-- Available records start --
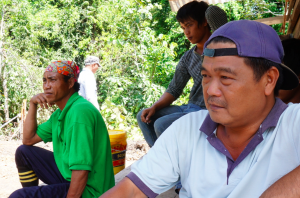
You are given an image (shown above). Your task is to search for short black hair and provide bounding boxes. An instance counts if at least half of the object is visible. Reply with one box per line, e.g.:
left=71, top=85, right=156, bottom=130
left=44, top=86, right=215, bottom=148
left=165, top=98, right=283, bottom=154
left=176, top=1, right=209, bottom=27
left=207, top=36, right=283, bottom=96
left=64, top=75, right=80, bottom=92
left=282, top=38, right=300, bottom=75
-- Available records end --
# Job:
Please pull out every line of text from the records above, copying each one word for word and leaving out the pictures.

# Full answer:
You are given an image (shown above). Your task is to search for short black hair and provide bounding boxes. An instance counts if at least half of the object is visible. Reply with one box per line, e.g.:
left=71, top=85, right=156, bottom=130
left=44, top=86, right=215, bottom=148
left=165, top=98, right=283, bottom=154
left=176, top=1, right=209, bottom=27
left=207, top=36, right=283, bottom=96
left=64, top=75, right=80, bottom=92
left=282, top=38, right=300, bottom=75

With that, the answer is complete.